Repeat each entry word for word.

'''

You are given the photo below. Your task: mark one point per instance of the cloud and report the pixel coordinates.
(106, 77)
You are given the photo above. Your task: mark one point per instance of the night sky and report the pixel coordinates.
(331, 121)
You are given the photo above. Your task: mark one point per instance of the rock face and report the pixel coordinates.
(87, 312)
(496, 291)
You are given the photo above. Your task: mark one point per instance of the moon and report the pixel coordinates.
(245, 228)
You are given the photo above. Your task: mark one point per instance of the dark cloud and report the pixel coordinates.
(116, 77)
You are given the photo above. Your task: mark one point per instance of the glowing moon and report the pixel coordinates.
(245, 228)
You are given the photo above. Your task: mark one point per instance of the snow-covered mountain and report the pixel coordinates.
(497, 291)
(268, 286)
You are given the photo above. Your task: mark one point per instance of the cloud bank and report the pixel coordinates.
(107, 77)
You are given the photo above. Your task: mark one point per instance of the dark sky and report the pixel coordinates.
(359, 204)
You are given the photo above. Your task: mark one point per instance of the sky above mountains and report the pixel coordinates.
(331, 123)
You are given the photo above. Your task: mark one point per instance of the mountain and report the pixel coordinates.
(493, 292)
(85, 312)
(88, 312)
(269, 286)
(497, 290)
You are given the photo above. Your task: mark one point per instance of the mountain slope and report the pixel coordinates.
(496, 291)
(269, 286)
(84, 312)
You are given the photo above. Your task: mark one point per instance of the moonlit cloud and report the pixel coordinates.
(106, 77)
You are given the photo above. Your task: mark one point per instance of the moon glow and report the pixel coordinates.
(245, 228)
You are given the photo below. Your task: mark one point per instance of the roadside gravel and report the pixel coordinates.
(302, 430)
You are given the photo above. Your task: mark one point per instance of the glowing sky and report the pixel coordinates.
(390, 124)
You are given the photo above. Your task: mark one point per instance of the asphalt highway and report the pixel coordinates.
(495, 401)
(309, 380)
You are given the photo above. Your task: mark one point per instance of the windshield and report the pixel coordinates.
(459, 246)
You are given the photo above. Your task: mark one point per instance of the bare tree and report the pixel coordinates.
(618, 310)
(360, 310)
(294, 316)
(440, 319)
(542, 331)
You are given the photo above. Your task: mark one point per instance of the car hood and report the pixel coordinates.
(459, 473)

'''

Output below
You are given the photo below. Your task: mark one point per instance of the cloud and report the pixel coordinates.
(106, 77)
You are given the photo above. Your task: mark one point per instance of the night sky and report the pixel coordinates.
(331, 121)
You are given the photo above. Your task: mark one point per instance of the rock face and report the pixel coordinates.
(87, 312)
(496, 291)
You are given the photo above. Your task: mark one point per instance of the moon and report the pixel coordinates.
(245, 228)
You are given the photo above. Your task: mark one point per instance of the dark cloud and report the pixel coordinates.
(116, 77)
You are given the photo above. Your task: mark one point per instance of the glowing moon and report the pixel coordinates.
(245, 228)
You are given the photo above. Your task: mark one point per instance of the snow-covered mountain and report the pixel coordinates.
(497, 291)
(268, 286)
You are given the photo above. Your task: mark one point per instance of the cloud bank and report the pixel coordinates.
(107, 77)
You are given the photo above. Your task: mark one point per instance of the dark sky and report the pixel coordinates.
(359, 204)
You are given the photo above. Your task: mark one point per instance of the sky above mountains and report the pixel coordinates.
(331, 123)
You are given the photo above. Your task: mark one point per instance of the mountain and report the pixel coordinates.
(493, 292)
(85, 312)
(88, 312)
(269, 286)
(497, 290)
You are given the photo above. Your task: mark one point per instance of the mountain slope and report the pixel coordinates.
(496, 291)
(269, 286)
(84, 312)
You are given the photo above. Your task: mark one point per instance of the moonlit cloud and report the pixel coordinates.
(106, 77)
You are given the photo above. Your task: mark one point per instance of the moon glow and report the pixel coordinates.
(245, 228)
You are given the photo below. Your task: mark one point per instance of the roadside gravel and report the pixel coordinates.
(302, 430)
You are given the photo above. Your task: mark one point per instance of the glowing sky and report the pixel coordinates.
(390, 124)
You are given the photo above. Your task: mark one point per instance of the asphalt highway and report the pixel coordinates.
(495, 401)
(309, 380)
You are given the photo above. Your task: mark one point per instance of the windshield and report the pixel coordinates.
(459, 246)
You are given the photo above. Your task: mark one point per instance of the bare tree and report the pixel coordinates.
(618, 310)
(360, 310)
(294, 316)
(440, 319)
(542, 331)
You are given the photo above. Your task: mark one point per instance of the car hood and report the pixel coordinates.
(459, 473)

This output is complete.